▶ _DIRECTIONS_
In the records below, find the line containing "positive clicks: (506, 203)"; restate it and every later line word for word, through the last.

--------------------------------------------------

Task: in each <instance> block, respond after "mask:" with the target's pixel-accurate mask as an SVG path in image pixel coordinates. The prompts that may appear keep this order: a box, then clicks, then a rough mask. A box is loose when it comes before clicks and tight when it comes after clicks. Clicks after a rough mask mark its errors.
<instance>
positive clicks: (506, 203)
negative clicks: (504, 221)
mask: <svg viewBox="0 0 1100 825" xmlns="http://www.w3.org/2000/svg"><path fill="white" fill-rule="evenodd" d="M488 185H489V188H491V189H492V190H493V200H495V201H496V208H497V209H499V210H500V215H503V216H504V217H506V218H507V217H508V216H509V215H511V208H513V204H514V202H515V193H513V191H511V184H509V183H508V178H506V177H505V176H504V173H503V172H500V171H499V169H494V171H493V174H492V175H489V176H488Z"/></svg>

--------------------------------------------------

▶ _WRITTEN RESPONSE_
positive clicks: (506, 203)
negative clicks: (504, 221)
mask: <svg viewBox="0 0 1100 825" xmlns="http://www.w3.org/2000/svg"><path fill="white" fill-rule="evenodd" d="M488 185H489V188H491V189H492V190H493V200H495V201H496V208H497V209H499V210H500V215H503V216H504V217H506V218H507V217H508V216H509V215H511V208H513V204H514V202H515V193H513V191H511V184H509V183H508V178H506V177H505V176H504V173H503V172H500V171H499V169H494V171H493V174H492V175H489V176H488Z"/></svg>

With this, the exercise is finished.